◆ Tâche courte 1: Relevez toutes les dates de publication, avec l'heure, indiquées dans le fil de commentaires sur les scribes médiévaux.

◆ Bloc de texte:

Ce qui serait intéressant c'est que vous enrichissiez vos corpus iconographiques de sources textuelles.
Bien cordialement,
RC
Rédigé par : Rémy Cordonnier | dimanche 29 avr 2018 à 10:32
Pourquoi croyez vous que les scribes du moyen age travaillaient debout? Sur le plan de St Gall on note les sieges des scribes dans le scriptorium, et toutes les illustrations montrent des scribes assis.
Rédigé par : David Gany | lundi 30 avr 2018 à 08:14
Bonjour,
En réalité is ne sont ni assis ni debout mais plus en position semi-debou comme sur les miséricordes, pour des question d'ergonomie : cela évite d'avoir le mauvais réflexe de poser le bras, et permet une meilleur visibilité du travail ainsi qu'une meilleur préhension du matériel, notamment lorsqu'ils tournent la feuille pour copier une nouvelle page dans le bon sens : travailler assis face à un pupitre est très malaisé (j'ai moi même mis en pratique pour comprendre).
Pour ce qui est des images : comme je l'ai dis une enluminure n'est ps une source documentaire directe, il faut toujours la recontextualiser pour en tirer des informations un tant soit peu probantes. Et au Moyen Âge on ne représente pas le réel, mais toujours des concepts, des idées, im faut vraiment attendre à la toute fin de cette époque (fin XIVe-XVe siècle, pour que la représentation du réel commence à vraiment devenir plus régulière).
enfin, le plan de Saint-Gall est d'abord un plan idéal, on sait désormais que le monastère de St Gall n'a jamais ressemblé à cela. En outre, je suis retourné voir le plan par acquis de conscience, et j'ai pu vérifier qu'il n'est absolument pas fait mention des "sièges des scribes"... on dis juste que "là se trouve le scriptorium au-dessus de la bibliothèque", sauf que tout le plan est un plan au sol. Donc d'une part on en sait pas si ce qui est figuré est 'espace de la bibliothèque ou celui du scriptorium, et en outre, comme c'est un plan au sol, il s'agirait plus vraisemblablement les armara de la bibliothèque.
Bien cordialement
Rédigé par : Rémy Cordonnier | samedi 05 mai 2018 à 19:55
PS dsl pour les coquilles ! j'ai répondu de mon téléphone...

◆ Tâche courte 2: Recopiez à l'identique les entrées, en partant de leur toute première ligne et en vous arrêtant après celle qui contient « top-left (618, 557), bottom-right (626, 640) ».

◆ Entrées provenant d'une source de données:
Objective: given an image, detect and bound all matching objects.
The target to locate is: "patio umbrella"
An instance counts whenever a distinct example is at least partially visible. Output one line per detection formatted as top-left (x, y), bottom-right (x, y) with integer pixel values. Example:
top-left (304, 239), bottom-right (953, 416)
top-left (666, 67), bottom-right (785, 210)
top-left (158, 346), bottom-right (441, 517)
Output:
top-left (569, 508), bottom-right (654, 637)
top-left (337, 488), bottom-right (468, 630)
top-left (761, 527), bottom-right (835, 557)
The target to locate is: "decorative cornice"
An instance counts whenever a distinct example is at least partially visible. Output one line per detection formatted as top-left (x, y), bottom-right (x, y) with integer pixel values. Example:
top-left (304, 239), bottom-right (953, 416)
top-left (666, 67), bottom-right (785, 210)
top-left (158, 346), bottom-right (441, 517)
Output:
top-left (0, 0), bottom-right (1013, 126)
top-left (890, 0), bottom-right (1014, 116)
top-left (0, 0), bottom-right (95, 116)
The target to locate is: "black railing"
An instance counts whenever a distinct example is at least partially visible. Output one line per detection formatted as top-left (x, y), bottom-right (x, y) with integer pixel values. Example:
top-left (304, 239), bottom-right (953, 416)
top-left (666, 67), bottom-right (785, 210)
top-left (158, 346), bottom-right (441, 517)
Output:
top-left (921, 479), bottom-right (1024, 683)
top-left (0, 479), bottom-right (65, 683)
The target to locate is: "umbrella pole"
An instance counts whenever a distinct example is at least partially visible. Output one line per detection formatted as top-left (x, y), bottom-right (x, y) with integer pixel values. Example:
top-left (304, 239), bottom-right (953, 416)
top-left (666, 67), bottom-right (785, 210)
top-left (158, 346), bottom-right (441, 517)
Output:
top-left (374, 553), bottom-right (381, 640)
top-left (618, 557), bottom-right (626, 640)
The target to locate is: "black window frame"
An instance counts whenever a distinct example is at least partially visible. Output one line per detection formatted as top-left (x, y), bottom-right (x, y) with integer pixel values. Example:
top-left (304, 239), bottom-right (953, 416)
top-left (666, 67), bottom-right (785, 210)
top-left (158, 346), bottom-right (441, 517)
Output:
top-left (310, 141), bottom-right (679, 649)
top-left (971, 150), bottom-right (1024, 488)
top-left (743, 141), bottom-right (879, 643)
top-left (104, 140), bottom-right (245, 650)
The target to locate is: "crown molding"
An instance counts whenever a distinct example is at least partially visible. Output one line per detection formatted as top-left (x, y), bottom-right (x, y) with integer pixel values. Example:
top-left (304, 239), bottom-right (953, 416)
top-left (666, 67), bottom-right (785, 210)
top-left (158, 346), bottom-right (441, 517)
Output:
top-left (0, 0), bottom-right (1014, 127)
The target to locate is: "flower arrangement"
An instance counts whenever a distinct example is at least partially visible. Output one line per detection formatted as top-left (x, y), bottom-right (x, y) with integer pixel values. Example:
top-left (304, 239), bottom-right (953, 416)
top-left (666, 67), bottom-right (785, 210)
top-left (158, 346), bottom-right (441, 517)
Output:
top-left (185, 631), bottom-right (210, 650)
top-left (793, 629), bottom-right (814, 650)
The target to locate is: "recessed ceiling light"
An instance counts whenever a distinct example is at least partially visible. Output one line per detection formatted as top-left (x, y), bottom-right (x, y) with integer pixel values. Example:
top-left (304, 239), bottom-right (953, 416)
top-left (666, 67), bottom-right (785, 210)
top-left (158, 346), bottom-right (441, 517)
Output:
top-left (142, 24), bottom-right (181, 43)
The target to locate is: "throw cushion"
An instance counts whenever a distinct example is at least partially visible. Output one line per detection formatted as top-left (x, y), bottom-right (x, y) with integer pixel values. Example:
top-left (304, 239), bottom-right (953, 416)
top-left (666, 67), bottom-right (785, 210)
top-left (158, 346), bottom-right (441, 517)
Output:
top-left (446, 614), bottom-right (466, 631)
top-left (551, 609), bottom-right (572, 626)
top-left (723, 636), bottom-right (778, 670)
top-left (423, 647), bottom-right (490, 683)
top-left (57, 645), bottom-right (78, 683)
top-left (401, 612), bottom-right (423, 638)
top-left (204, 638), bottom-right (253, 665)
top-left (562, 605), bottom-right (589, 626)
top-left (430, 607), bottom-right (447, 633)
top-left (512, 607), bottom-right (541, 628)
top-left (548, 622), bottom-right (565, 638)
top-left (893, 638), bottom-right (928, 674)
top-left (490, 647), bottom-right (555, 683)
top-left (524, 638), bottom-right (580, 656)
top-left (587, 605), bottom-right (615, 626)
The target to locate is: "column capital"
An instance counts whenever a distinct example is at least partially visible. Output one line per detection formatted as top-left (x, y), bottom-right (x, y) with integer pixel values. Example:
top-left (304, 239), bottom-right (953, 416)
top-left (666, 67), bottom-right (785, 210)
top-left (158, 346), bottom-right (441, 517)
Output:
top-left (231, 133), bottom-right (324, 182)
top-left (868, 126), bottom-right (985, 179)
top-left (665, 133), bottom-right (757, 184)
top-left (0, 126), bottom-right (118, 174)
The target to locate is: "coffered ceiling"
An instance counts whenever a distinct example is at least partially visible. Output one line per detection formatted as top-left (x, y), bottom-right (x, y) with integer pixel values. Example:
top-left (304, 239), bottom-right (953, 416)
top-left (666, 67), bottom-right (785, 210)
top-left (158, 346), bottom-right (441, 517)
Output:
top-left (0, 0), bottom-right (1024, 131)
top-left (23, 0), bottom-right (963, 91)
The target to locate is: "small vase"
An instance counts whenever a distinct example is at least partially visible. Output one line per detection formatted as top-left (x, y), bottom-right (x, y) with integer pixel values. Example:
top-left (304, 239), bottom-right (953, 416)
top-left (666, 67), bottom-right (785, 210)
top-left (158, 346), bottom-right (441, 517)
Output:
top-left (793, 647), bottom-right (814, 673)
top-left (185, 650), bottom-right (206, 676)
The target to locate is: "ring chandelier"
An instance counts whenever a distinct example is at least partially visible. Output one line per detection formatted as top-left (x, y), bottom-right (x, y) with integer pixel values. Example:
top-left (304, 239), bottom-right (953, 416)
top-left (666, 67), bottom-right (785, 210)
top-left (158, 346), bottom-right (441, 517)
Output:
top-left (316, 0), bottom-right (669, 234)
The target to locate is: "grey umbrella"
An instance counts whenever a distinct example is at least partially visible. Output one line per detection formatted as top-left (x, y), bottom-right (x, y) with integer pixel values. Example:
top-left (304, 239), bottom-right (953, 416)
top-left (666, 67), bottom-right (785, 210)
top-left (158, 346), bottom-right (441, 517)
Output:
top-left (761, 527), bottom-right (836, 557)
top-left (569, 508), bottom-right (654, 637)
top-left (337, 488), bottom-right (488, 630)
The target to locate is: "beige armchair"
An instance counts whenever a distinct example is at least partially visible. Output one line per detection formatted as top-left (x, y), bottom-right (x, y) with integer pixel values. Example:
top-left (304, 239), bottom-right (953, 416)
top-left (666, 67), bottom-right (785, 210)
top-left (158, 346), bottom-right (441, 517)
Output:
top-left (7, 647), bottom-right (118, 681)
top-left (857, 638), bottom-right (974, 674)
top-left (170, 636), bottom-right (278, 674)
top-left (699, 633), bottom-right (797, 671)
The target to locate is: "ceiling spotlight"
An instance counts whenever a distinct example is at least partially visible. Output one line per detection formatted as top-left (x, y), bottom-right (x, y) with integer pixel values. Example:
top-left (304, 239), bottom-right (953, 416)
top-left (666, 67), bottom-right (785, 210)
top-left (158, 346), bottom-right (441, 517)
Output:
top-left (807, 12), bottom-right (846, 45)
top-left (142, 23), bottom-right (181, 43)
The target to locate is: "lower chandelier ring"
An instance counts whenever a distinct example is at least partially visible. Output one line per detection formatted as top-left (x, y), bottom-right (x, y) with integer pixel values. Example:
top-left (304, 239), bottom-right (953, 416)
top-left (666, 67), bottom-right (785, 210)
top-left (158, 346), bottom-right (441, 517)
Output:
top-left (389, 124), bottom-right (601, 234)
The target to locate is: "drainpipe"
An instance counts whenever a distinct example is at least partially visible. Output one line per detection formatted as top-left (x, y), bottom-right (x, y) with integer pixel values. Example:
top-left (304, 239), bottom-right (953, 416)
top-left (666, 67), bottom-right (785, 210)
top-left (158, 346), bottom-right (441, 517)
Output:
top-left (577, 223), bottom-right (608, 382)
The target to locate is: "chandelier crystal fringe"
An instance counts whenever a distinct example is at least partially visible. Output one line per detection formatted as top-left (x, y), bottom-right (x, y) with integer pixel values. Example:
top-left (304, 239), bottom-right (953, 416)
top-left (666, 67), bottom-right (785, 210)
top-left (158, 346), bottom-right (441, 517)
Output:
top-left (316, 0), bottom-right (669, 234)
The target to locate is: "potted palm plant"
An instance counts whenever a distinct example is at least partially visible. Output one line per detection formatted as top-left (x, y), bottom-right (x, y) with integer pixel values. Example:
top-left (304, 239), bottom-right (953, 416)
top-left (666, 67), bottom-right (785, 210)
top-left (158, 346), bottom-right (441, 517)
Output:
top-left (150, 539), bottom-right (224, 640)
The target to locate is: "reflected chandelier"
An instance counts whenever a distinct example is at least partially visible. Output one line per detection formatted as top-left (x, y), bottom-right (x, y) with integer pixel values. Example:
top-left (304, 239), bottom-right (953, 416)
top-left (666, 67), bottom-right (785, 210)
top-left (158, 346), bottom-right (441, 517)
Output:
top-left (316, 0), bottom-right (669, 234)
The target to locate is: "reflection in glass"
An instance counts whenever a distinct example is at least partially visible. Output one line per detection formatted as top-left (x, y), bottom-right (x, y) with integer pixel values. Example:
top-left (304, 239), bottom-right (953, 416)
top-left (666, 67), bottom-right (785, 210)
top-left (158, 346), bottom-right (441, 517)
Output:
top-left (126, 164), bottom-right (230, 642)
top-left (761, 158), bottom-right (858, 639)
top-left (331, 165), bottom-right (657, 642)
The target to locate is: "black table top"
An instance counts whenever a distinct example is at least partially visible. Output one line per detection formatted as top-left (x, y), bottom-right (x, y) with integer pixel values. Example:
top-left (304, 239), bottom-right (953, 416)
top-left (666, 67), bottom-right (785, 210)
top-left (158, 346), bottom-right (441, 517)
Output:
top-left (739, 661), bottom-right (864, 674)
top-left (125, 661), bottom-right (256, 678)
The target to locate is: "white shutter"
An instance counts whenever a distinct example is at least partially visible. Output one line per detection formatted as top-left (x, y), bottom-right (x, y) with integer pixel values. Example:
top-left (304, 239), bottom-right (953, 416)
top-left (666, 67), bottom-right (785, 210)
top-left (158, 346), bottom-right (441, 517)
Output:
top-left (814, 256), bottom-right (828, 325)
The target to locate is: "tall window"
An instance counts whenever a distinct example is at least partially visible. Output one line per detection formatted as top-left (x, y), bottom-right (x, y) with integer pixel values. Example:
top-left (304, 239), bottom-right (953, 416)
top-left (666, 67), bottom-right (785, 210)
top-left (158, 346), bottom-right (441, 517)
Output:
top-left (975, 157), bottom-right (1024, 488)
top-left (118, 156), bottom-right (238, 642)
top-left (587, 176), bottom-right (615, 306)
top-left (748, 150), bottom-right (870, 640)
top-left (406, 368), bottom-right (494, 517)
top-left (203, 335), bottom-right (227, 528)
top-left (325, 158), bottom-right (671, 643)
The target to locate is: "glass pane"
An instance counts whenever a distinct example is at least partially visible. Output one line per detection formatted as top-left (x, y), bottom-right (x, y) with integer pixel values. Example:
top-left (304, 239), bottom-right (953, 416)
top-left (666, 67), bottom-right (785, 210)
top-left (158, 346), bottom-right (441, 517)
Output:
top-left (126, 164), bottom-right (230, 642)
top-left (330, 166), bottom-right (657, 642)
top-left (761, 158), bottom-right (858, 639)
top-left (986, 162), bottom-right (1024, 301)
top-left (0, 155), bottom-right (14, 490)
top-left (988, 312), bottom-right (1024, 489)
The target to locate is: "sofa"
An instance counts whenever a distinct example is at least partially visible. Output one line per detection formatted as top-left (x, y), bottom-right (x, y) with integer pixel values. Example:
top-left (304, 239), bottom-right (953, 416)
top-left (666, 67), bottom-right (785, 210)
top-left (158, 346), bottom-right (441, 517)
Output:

◆ Résultat de l'exercice 1:
dimanche 29 avr 2018 à 10:32
lundi 30 avr 2018 à 08:14
samedi 05 mai 2018 à 19:55

◆ Résultat de l'exercice 2:
Objective: given an image, detect and bound all matching objects.
The target to locate is: "patio umbrella"
An instance counts whenever a distinct example is at least partially visible. Output one line per detection formatted as top-left (x, y), bottom-right (x, y) with integer pixel values. Example:
top-left (304, 239), bottom-right (953, 416)
top-left (666, 67), bottom-right (785, 210)
top-left (158, 346), bottom-right (441, 517)
Output:
top-left (569, 508), bottom-right (654, 637)
top-left (337, 488), bottom-right (468, 630)
top-left (761, 527), bottom-right (835, 557)
The target to locate is: "decorative cornice"
An instance counts whenever a distinct example is at least partially visible. Output one line per detection formatted as top-left (x, y), bottom-right (x, y) with integer pixel values. Example:
top-left (304, 239), bottom-right (953, 416)
top-left (666, 67), bottom-right (785, 210)
top-left (158, 346), bottom-right (441, 517)
Output:
top-left (0, 0), bottom-right (1013, 126)
top-left (890, 0), bottom-right (1014, 116)
top-left (0, 0), bottom-right (95, 116)
The target to locate is: "black railing"
An instance counts whenever a distinct example is at least partially visible. Output one line per detection formatted as top-left (x, y), bottom-right (x, y) with integer pixel values. Example:
top-left (304, 239), bottom-right (953, 416)
top-left (666, 67), bottom-right (785, 210)
top-left (158, 346), bottom-right (441, 517)
Output:
top-left (921, 479), bottom-right (1024, 683)
top-left (0, 479), bottom-right (65, 683)
The target to locate is: "umbrella pole"
An instance counts whenever a distinct example is at least partially visible. Output one line per detection formatted as top-left (x, y), bottom-right (x, y) with integer pixel values. Example:
top-left (304, 239), bottom-right (953, 416)
top-left (666, 67), bottom-right (785, 210)
top-left (158, 346), bottom-right (441, 517)
Output:
top-left (374, 553), bottom-right (381, 640)
top-left (618, 557), bottom-right (626, 640)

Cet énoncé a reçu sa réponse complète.